_BRIEF_. Going through the entries below, count each line containing the word "slope". Report the number only.

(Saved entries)
BEGIN

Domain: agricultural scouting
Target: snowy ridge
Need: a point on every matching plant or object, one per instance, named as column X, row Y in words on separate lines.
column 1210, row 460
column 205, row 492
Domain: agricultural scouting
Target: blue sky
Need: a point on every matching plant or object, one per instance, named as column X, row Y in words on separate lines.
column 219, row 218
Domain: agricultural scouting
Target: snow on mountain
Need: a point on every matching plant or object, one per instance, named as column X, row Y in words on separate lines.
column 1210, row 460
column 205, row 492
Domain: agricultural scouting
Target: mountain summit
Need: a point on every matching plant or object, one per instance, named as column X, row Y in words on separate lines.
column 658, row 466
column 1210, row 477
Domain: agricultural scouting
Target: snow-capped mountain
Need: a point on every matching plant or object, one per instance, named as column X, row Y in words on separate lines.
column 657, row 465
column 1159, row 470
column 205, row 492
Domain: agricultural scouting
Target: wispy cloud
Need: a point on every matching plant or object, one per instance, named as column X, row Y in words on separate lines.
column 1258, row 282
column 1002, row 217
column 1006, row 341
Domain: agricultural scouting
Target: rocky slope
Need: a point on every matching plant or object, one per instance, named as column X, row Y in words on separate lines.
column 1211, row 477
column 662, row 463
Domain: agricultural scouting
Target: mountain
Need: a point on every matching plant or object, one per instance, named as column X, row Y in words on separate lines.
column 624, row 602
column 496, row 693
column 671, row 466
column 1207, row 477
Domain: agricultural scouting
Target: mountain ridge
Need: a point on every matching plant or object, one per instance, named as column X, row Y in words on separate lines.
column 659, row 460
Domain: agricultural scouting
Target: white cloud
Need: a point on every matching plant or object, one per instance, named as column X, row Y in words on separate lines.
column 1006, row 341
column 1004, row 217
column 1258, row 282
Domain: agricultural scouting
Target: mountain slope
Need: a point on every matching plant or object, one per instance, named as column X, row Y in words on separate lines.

END

_FINAL ANSWER_. 2